TASK GOAL: In the passage about the magazine listing, how much equipment value comes with the purchase?

PASSAGE:
========================

There is circumstantial corroboration: The listing cites a 60,000 circulation — precisely what The Rake claims — and a founding date of 2001, when the magazine's staff was first assembled.
The seller appears eager: If you're willing to plunk down a hair less than $400,000, you'll also get — cue Bob Barker — equipment valued at $220,000. The ad says the operation brings in $1.1 million a year, with just 16 employees, so you're getting a lean, mean shop.
You will not only own one widely distributed and sometimes cheeky magazine, but the considerable web talents of Wolves analyst Britt Robson (so good he's parodied in The Onion!), wine/dining mavens Jeremy Iggers and Ann Bauer, and of course the late-night perambulations of Brad Zellar. We don't know what Dude Weather might make of this, having leapt from the mothballed Daily Mole just a couple of weeks ago.
I don't know how long the ad's been up, although rumors of The Rake's sale/demise/reconfiguration have defied gravity for months. (Two months ago, Bartel told me a web-only operation had been considered, but all the revenue was in print.) Should the title somehow go begging and be shuttered, salesfolk at vita.mn or the other monthlies might relish one fewer competitor, plus a tingle of schadenfreude at seeing an oft-snarky rival laid low.
As I've written before, The Rake's relevance too often falls short of its attitude; I often find myself scratching my head over un-urgent cover stories, though some have sparkled, such as the mag's prescient piece on 9/11 tipsters or its fascinating look into Minneapolis murders. Bartel has a knack for finding — and funding — original voices that other outlets might pick up, but if his exit means one less place for them, we're all a bit poorer.

========================

DATASET:
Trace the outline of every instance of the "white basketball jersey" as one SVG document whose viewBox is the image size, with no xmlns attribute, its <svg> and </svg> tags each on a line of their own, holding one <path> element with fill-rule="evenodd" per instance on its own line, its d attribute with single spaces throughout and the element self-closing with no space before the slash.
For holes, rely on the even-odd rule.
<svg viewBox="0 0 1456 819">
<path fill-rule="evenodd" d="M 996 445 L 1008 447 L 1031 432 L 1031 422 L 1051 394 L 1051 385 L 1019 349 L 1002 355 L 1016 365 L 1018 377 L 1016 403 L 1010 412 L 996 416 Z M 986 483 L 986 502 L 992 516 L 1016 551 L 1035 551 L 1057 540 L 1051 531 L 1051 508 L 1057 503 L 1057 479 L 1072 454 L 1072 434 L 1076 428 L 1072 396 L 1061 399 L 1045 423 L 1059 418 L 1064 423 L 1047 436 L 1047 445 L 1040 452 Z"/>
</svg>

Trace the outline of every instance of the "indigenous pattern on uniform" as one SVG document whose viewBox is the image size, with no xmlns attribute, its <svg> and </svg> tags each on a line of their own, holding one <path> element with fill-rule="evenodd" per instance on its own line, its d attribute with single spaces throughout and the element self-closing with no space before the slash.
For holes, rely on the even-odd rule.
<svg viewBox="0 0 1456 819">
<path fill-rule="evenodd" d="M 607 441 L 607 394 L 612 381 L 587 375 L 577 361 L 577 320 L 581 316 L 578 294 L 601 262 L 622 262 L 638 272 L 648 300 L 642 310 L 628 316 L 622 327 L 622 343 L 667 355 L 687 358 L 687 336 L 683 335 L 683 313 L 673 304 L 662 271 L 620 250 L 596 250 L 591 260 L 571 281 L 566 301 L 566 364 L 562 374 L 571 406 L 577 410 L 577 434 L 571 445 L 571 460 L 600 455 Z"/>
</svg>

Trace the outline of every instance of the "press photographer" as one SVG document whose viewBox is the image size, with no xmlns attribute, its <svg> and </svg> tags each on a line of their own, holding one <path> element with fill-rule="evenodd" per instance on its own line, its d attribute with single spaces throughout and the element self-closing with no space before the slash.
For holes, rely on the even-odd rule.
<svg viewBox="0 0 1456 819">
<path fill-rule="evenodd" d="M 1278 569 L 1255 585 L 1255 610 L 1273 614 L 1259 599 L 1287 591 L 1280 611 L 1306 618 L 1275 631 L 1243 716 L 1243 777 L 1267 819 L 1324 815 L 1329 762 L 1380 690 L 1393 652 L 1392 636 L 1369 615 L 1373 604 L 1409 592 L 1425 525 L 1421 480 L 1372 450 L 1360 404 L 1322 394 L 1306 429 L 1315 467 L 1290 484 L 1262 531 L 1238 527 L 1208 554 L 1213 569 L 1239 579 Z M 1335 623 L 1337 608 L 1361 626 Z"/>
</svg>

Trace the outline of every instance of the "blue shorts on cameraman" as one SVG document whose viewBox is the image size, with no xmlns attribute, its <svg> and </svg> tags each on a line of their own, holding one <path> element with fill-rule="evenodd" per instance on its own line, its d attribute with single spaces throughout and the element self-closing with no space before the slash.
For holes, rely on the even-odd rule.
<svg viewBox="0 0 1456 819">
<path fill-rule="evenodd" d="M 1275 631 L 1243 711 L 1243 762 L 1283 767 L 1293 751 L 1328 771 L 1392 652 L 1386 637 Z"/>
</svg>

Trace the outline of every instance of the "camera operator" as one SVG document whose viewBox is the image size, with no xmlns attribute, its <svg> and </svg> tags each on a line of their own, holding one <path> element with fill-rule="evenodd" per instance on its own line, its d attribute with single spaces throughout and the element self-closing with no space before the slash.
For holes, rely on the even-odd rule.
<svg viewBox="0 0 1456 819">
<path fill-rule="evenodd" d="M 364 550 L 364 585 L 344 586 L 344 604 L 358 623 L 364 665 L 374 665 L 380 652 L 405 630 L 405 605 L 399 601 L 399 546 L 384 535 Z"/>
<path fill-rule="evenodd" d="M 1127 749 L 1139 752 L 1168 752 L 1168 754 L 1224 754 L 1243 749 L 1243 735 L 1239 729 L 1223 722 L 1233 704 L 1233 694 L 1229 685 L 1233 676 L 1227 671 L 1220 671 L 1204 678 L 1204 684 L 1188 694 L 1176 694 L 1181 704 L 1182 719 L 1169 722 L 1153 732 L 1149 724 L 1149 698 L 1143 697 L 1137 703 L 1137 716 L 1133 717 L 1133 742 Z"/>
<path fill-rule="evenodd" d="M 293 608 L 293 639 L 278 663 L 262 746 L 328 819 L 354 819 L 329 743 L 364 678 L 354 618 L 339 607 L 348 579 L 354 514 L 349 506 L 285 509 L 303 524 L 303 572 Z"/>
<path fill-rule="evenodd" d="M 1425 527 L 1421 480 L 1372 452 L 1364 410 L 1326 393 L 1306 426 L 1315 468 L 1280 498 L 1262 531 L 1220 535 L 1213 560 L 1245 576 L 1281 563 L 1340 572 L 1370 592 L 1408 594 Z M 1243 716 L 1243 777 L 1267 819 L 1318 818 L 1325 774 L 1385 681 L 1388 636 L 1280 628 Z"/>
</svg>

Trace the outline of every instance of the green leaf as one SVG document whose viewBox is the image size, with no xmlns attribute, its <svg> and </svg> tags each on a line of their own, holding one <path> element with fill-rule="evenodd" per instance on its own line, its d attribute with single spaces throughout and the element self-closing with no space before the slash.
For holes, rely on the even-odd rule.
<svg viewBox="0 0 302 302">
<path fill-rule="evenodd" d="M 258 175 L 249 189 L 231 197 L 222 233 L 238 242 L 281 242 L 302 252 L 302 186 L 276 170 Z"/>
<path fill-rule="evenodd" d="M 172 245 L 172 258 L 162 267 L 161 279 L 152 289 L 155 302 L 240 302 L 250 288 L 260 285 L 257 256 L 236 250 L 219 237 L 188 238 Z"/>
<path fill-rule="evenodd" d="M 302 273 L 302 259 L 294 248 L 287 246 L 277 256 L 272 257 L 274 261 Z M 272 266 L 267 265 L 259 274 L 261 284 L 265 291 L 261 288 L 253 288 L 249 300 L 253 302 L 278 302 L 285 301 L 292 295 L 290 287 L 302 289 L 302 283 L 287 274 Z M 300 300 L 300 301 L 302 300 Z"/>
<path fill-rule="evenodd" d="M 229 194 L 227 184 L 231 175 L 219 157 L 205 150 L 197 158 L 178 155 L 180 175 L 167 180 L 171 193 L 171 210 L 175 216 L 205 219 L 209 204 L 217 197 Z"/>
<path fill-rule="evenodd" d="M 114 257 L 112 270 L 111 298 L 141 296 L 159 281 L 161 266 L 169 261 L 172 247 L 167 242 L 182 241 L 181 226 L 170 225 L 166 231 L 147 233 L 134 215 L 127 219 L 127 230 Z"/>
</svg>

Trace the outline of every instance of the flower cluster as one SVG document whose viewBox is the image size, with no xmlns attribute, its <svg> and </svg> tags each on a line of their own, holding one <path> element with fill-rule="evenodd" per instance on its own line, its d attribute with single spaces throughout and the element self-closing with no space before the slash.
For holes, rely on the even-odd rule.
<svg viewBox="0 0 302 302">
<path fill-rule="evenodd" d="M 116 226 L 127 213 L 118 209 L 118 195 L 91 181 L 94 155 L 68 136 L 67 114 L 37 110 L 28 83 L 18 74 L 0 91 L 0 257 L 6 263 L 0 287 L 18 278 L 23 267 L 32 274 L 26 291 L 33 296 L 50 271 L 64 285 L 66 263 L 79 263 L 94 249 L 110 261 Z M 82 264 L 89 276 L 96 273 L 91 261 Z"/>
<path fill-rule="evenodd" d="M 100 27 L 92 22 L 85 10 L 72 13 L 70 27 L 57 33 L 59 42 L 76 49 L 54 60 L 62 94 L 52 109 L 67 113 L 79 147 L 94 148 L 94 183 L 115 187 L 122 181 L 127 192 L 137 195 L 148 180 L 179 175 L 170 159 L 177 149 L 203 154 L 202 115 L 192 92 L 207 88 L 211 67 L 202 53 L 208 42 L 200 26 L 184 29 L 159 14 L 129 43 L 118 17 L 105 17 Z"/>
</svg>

========================

EXERCISE ANSWER: $220,000